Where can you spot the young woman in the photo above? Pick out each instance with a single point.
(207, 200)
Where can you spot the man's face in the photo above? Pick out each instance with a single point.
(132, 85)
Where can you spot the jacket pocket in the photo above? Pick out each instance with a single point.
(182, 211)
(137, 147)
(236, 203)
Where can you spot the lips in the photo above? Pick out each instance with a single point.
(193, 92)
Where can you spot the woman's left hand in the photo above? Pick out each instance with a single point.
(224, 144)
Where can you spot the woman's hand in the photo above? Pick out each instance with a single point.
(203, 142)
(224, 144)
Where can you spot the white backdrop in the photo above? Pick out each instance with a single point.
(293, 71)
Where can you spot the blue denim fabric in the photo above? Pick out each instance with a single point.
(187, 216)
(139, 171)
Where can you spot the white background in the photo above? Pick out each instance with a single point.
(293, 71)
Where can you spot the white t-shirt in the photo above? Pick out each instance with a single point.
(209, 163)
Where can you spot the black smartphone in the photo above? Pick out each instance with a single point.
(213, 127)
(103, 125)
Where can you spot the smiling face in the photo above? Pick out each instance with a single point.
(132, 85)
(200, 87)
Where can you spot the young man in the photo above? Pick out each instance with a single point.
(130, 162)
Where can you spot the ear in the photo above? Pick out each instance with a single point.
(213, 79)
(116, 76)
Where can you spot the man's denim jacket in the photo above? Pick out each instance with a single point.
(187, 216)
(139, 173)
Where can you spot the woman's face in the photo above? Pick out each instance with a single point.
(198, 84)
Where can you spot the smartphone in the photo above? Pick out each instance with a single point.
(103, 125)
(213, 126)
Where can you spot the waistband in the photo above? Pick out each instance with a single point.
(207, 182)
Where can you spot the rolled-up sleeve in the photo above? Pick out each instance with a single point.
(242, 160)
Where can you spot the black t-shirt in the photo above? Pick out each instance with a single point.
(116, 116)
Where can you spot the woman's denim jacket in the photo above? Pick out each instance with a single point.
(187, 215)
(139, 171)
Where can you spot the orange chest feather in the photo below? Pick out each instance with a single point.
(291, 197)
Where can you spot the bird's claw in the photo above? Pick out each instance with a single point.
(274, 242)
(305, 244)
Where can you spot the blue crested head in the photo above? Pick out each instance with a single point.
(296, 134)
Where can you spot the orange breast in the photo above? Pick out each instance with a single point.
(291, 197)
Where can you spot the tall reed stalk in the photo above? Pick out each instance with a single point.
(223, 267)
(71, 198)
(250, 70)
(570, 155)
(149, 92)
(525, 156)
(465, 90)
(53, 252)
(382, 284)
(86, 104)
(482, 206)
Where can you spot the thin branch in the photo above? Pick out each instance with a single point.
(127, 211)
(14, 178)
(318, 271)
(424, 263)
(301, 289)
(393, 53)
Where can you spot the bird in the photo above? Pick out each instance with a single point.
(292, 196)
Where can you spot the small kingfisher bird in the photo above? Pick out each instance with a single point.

···

• [BRIEF] Every record must be set down again exactly.

• [WRITTEN RESPONSE]
Where can you spot the young woman in the photo above? Pick out each instance with a single point.
(207, 200)
Where can you spot the man's face in the photo above? Pick out each instance with a single point.
(132, 85)
Where can you spot the jacket pocket in the photo above? Pick out each instance with a single point.
(182, 211)
(137, 147)
(236, 203)
Where can you spot the lips in the photo above? Pick out each instance with a single point.
(193, 92)
Where can you spot the woman's left hand in the photo above? Pick out each instance with a single point.
(224, 144)
Where can you spot the woman's hand in the photo above? Pick out each instance with a single point.
(203, 142)
(224, 144)
Where can you spot the white backdrop in the photo above? Pick out each instance with a single point.
(293, 71)
Where can you spot the blue denim fabric in the photo above? Pick out each instance with a single point.
(187, 216)
(139, 171)
Where can you spot the white background in the photo above? Pick out each instance with a single point.
(293, 71)
Where can you spot the white t-shirt in the photo above? Pick out each instance with a single point.
(209, 163)
Where can you spot the black smartphone in the photo above? Pick out each instance with a single point.
(213, 127)
(103, 125)
Where can you spot the smiling face in the photo above? Pick out each instance with a single point.
(132, 85)
(200, 87)
Where can you spot the young man in the photo above? Pick out each instance with a single point.
(130, 162)
Where can you spot the ear in the photo above? Pick out each instance with a single point.
(213, 79)
(116, 76)
Where can you spot the man's denim jacket in the photo above? Pick out each instance with a single point.
(187, 216)
(139, 173)
Where can you spot the woman's face in the photo above? Pick out each instance with a single point.
(198, 84)
Where can you spot the smartphone in the photo above? Pick out each instance with a single point.
(103, 125)
(213, 126)
Where can you spot the waistband in the photo above? Pick out each instance with a single point.
(207, 182)
Where can you spot the rolled-up sleeve in the photo above? Pick out each instance with a single point.
(242, 160)
Where can you spot the black t-shirt in the photo above? Pick out each instance with a single point.
(116, 116)
Where can you spot the woman's denim jacket in the photo above? Pick out each instance with a single point.
(187, 215)
(139, 171)
Where can you spot the orange chest feather in the photo below? Pick out each instance with a single point.
(291, 197)
Where can you spot the bird's claw in the photo above? Pick out each instance with a single point.
(274, 242)
(305, 244)
Where can you spot the blue crested head in the photo above? Pick out each instance with a single point.
(296, 134)
Where can you spot the orange breast in the photo above? Pick out each instance with a single point.
(291, 197)
Where can you spot the tall reed stalk in the photo above? Pick out each instance with a single point.
(223, 267)
(71, 198)
(250, 70)
(570, 155)
(149, 92)
(525, 156)
(465, 90)
(53, 252)
(382, 284)
(86, 104)
(482, 206)
Where can you spot the thin branch in the photo above? Pick out each instance with a single point.
(127, 211)
(14, 178)
(318, 271)
(424, 263)
(301, 289)
(393, 53)
Where can you spot the bird in the photo above? Pick out each instance with a single point.
(292, 196)
Where can you spot the small kingfisher bird in the photo above? Pick out each instance with a single point.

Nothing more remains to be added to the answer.